Job —
Below are some records; return each one exactly.

Input rows —

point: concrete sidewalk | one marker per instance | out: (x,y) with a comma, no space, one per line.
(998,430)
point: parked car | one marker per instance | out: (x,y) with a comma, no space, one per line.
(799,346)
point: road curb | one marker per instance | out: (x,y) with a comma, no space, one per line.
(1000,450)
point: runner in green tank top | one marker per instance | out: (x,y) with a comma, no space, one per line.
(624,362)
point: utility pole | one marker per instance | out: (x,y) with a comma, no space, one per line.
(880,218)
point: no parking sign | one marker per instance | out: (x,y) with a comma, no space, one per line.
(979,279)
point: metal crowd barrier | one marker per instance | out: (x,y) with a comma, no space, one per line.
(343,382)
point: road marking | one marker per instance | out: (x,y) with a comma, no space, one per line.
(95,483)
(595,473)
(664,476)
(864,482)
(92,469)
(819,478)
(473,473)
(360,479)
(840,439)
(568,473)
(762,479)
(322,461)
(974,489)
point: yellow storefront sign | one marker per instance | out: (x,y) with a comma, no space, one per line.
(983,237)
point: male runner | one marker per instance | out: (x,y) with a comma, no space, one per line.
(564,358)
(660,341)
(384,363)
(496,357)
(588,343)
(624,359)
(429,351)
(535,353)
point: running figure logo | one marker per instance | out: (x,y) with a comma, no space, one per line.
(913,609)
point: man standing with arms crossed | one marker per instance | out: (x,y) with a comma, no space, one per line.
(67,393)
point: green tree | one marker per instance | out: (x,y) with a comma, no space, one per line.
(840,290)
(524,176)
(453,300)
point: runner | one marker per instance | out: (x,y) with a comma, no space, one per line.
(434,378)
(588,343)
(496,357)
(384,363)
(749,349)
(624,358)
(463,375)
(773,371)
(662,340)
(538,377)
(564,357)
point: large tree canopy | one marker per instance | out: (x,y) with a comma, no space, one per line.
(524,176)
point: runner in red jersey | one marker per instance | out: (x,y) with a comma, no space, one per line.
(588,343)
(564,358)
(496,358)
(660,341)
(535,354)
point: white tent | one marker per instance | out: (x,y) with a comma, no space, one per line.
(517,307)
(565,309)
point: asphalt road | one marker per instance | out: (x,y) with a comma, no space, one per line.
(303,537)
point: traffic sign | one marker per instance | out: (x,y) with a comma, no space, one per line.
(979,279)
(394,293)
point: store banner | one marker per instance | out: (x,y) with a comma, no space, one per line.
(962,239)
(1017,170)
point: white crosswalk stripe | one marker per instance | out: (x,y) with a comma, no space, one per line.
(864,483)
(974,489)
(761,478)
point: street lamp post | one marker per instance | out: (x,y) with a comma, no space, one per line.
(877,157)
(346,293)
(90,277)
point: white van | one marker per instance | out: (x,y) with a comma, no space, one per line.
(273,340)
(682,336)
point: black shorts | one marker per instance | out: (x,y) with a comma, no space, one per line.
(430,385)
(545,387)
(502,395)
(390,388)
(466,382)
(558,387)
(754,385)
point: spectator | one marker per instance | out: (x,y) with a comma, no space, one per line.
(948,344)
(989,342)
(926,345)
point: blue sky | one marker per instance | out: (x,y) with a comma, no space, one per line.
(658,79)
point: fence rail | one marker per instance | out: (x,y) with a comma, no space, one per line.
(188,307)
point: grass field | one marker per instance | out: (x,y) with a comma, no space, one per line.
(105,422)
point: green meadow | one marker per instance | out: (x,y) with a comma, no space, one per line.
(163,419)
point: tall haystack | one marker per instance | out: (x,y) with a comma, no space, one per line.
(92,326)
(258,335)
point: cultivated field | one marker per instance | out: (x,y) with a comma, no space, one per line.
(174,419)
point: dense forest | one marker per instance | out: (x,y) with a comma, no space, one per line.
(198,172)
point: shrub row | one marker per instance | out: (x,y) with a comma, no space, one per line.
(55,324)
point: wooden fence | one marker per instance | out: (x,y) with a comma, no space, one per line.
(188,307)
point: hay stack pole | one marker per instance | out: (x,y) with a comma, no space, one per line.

Answer to this exercise —
point: concrete sidewalk | one marker per instance | out: (x,y) with a comma, no space, one per line.
(998,430)
point: parked car | one marker per instance | out: (x,y) with a comma, no space, one per line.
(799,346)
point: road curb | one marker per instance | out: (x,y) with a comma, no space, one per line.
(1000,450)
point: runner in green tank top | one marker per instance | out: (x,y) with a comma, no space, one per line.
(624,362)
point: utility pole | one marker per instance | out: (x,y) with a comma, no space, one per line.
(880,218)
point: no parking sign | one marker per instance | out: (x,y) with a comma, no space, one per line.
(979,279)
point: metal crowd barrier | one marker per instance | out: (x,y) with a comma, no space, one per line.
(343,382)
point: road marking | one marker per instance | out: (x,y) with a comma, no space, one per line.
(95,483)
(595,473)
(664,476)
(864,482)
(92,469)
(819,478)
(473,473)
(360,479)
(840,439)
(568,473)
(762,479)
(322,461)
(974,489)
point: yellow storefront sign | one marker per instance | out: (x,y) with a comma, no space, one per line.
(983,237)
point: male runner | one marker per instance | out: (x,y) with a comma, no space, one per line.
(564,358)
(660,341)
(384,363)
(496,357)
(588,343)
(624,359)
(429,351)
(535,353)
point: running figure logo | one marker per instance | out: (x,y) with a comma, no space, one per line.
(913,609)
point: man standing with arms crossed | one marker per instance | out: (x,y) with a comma, no space, one per line.
(67,393)
point: green tree | one marker per instance | out: (x,y) with a comma, no space, one per line.
(840,290)
(524,176)
(453,300)
point: runner | one marker per instance | out: (x,y) with a comma, no space, one per line.
(434,378)
(588,343)
(496,357)
(384,363)
(749,349)
(624,358)
(463,375)
(773,371)
(662,340)
(538,377)
(564,357)
point: large tree canopy | one marker per instance | out: (x,y) with a comma, no space, one per line.
(524,176)
point: runner in red jersey | one marker per instance | out: (x,y) with a comma, no space, one per line.
(588,343)
(564,358)
(496,358)
(660,341)
(535,354)
point: white tent | one marker per instance | out: (x,y) with a comma, no space, one per line.
(517,307)
(565,309)
point: asphalt road | one marker per instance | out: (x,y) with a comma, no space, one per line.
(303,537)
point: traffic sign | one marker per instance | out: (x,y) with a comma, no space, one per line.
(979,279)
(394,293)
point: store banner | one marker per instance | out: (x,y) with a comma, no space, one per line.
(962,239)
(1017,170)
point: white crosswalk stripe | one marker per instance | out: (x,y) with a comma, no space, one per line.
(864,483)
(974,489)
(761,478)
point: street lamp post | one marker per instance | out: (x,y) with a comma, no space, one per line.
(877,157)
(346,293)
(90,277)
point: white van | one marker per instance | out: (x,y) with a comma, no space, one per line.
(273,340)
(682,336)
point: black shorts | one marker per instance | out: (x,y) with a comma, no space, one per line.
(430,385)
(545,387)
(502,395)
(390,388)
(466,382)
(558,387)
(754,385)
point: spectator | one marker per instance | out: (x,y) with a comma, no space, one per line.
(948,344)
(989,342)
(926,345)
point: blue sky | one marker per instance | out: (x,y) with a comma, no space, one per line.
(658,79)
point: fence rail | one marker per instance | out: (x,y) with a comma, no space, one per line.
(188,307)
point: grass field | one marker per instance | out: (x,y) with a comma, no space, one per line.
(105,422)
point: green meadow | one marker per instance | out: (x,y) with a comma, no space, one per line.
(163,419)
point: tall haystack | one marker per instance | out: (x,y) with a comma, no space, one per line.
(92,326)
(258,335)
point: cultivated field | one marker per instance | out: (x,y) with a comma, no space, one per line.
(174,419)
point: dense forest | one marker per instance | out: (x,y) with a comma, no space, one per line.
(198,172)
point: shrub row | one marker per instance | out: (x,y) with a comma, no space, one per line.
(55,324)
point: wooden fence | one marker per instance | out: (x,y) with a comma, no space, one per line.
(188,307)
point: hay stack pole | one marker per instance | out: (x,y) with a comma, no space, one per line.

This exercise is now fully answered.